Text passage -
FIG. 6C depicts a second instance of the cut-in scenario. In the second instance, the cut-in event does not result in a collision, and the ego vehicle 602 is able to reach a safe distance behind the other vehicle 604 following the cut-in event.

FIG. 6D depicts an example of a second oracle output 256b obtained from ground truth 310b of the second scenario instance. In this case, the “no collision” rule is passed throughout. The safe distance rule is breached at time t3 when the lateral distance between the ego vehicle 602 and the other vehicle 604 becomes unsafe. However, at time t4, the ego vehicle 602 manages to reach a safe distance behind the other vehicle 604. Therefore, the safe distance rule is only failed between time t3 and time t4.

Blame Assessment

Blame or responsibility is an important concept in an interactive agent scenario. If a failure occurs in a scenario run, the question of whether the ego agent is at fault in a given scenario is important in determining whether or not an undesired event arose from a problem within the stack 100 under test. In one sense, blame is an intuitive concept. However, it is a challenging concept to apply in the context of a formal safety model and rules-based performance testing more generally.

For example, in the first scenario instance of FIG. 6A, the collision event could be the responsibility of the ego agent 602 or the other agent 604 depending on the circumstances of the cut-in action by the other agent 604.

An extension of the testing framework will now be described that formalizes the concept blame and thus allows blame to be assessed objectively in a similarly rigorous and unambiguous manner.

Given entries -
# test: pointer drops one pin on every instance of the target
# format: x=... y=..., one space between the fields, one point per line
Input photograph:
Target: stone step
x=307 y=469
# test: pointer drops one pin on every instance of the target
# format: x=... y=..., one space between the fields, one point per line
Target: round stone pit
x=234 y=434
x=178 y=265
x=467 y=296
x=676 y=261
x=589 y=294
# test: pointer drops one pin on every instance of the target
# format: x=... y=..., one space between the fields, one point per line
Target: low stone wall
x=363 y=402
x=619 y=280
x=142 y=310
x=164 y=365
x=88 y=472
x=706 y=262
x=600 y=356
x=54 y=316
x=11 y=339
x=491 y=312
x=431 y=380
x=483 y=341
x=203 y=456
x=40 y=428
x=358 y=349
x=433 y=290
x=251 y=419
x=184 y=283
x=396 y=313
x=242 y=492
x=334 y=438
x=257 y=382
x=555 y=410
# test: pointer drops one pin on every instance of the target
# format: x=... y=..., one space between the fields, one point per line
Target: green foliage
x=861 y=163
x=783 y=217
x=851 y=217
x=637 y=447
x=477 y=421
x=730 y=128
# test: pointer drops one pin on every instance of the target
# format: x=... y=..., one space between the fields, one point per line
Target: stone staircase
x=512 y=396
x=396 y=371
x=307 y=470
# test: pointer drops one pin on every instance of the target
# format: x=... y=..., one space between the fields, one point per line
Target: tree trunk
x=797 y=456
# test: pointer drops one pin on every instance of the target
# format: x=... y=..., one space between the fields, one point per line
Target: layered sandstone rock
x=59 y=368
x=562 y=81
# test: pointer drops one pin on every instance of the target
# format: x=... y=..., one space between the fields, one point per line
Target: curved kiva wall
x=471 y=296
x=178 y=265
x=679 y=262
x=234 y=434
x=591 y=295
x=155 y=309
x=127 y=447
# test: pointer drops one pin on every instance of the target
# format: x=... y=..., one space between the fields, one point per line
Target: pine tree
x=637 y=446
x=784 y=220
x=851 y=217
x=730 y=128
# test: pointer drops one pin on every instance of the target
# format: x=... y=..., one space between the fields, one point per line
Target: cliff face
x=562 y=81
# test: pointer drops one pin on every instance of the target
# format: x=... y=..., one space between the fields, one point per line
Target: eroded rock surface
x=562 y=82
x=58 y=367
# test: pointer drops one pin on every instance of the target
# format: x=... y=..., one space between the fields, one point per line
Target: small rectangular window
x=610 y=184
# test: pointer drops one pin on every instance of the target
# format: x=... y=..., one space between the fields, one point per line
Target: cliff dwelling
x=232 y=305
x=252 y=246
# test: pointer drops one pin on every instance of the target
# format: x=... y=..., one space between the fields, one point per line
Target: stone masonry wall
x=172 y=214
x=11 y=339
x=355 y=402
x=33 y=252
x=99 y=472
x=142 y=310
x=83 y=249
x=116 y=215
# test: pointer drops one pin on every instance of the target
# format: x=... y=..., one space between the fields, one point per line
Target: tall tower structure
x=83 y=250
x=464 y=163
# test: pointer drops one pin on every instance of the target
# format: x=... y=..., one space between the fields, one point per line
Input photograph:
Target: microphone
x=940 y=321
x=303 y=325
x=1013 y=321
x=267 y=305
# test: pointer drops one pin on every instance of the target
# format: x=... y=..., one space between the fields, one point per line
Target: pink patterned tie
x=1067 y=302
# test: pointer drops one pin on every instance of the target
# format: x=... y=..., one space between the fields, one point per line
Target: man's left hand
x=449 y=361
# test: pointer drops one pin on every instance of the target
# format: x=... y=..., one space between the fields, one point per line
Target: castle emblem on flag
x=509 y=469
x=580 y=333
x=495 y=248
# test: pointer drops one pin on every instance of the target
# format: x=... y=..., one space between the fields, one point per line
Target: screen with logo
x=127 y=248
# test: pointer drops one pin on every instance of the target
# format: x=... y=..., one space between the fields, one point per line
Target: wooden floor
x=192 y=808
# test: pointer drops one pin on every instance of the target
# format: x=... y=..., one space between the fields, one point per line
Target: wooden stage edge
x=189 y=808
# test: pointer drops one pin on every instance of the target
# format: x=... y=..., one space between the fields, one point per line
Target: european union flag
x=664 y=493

Set tasks -
1: Output the cut-in scenario text from "Blame Assessment" down to "other agent 604.", word for word.
2: Using the cut-in scenario text, explain in one to three sentences why the safe distance rule in the second scenario instance is failed only between time t3 and time t4.

Solutions for each task -
1:
Blame Assessment

Blame or responsibility is an important concept in an interactive agent scenario. If a failure occurs in a scenario run, the question of whether the ego agent is at fault in a given scenario is important in determining whether or not an undesired event arose from a problem within the stack 100 under test. In one sense, blame is an intuitive concept. However, it is a challenging concept to apply in the context of a formal safety model and rules-based performance testing more generally.

For example, in the first scenario instance of FIG. 6A, the collision event could be the responsibility of the ego agent 602 or the other agent 604 depending on the circumstances of the cut-in action by the other agent 604.

2: The safe distance rule is breached at time t3, when the lateral distance between the ego vehicle 602 and the other vehicle 604 becomes unsafe. At time t4 the ego vehicle reaches a safe distance behind the other vehicle, so the failure ends there.